THE PROBLEM –
Give a verbatim quotation of every record.

MATERIAL FOR THIS TASK –
_ _ _ _
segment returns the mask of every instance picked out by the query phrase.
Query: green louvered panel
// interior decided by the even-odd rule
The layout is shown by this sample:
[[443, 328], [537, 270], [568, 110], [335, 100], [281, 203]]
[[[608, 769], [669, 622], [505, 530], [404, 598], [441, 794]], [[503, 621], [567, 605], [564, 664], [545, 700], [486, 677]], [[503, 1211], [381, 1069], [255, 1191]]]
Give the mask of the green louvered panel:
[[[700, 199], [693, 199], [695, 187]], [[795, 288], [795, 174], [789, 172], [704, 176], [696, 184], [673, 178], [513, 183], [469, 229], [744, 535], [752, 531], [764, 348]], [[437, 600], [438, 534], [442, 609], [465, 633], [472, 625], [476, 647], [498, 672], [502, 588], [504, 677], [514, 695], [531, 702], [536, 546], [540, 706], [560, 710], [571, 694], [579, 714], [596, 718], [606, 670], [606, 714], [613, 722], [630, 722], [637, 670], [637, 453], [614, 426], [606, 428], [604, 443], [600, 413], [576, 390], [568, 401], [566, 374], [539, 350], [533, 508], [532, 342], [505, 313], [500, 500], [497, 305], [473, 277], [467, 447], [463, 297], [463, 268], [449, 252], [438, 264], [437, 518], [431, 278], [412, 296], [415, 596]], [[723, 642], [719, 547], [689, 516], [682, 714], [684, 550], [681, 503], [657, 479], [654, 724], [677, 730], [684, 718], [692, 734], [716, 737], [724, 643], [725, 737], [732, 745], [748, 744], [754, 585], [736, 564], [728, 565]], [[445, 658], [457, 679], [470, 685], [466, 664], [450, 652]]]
_ _ _ _
FINISHED EXERCISE –
segment returns the mask of every instance picked out by the query phrase.
Query: green louvered panel
// interior decided by the even-odd rule
The layout is shown by this sample:
[[443, 328], [537, 270], [568, 110], [335, 100], [281, 203]]
[[[608, 769], [669, 622], [505, 530], [404, 598], [441, 794]], [[503, 621], [567, 605], [564, 664], [545, 700], [486, 677]], [[503, 1211], [381, 1069], [255, 1191]]]
Give the mask of the green louvered panel:
[[[700, 199], [693, 199], [695, 187]], [[795, 288], [795, 174], [789, 172], [704, 176], [696, 184], [673, 178], [513, 183], [469, 229], [744, 535], [752, 531], [764, 348]], [[437, 600], [438, 534], [442, 609], [465, 633], [472, 625], [476, 647], [498, 672], [502, 588], [504, 677], [514, 695], [531, 702], [536, 546], [540, 706], [560, 710], [571, 694], [579, 714], [596, 718], [606, 670], [606, 714], [613, 722], [630, 722], [637, 670], [637, 453], [614, 426], [606, 428], [604, 443], [600, 413], [576, 390], [568, 401], [566, 374], [539, 350], [533, 508], [532, 342], [505, 313], [500, 500], [497, 305], [473, 277], [467, 447], [463, 297], [463, 268], [449, 252], [438, 264], [437, 518], [431, 278], [412, 296], [415, 596]], [[723, 642], [719, 547], [689, 516], [682, 714], [684, 550], [681, 503], [657, 479], [654, 724], [677, 730], [684, 718], [692, 734], [716, 737], [724, 643], [725, 737], [732, 745], [748, 744], [754, 585], [736, 564], [728, 565]], [[445, 658], [457, 679], [470, 685], [466, 664], [450, 652]]]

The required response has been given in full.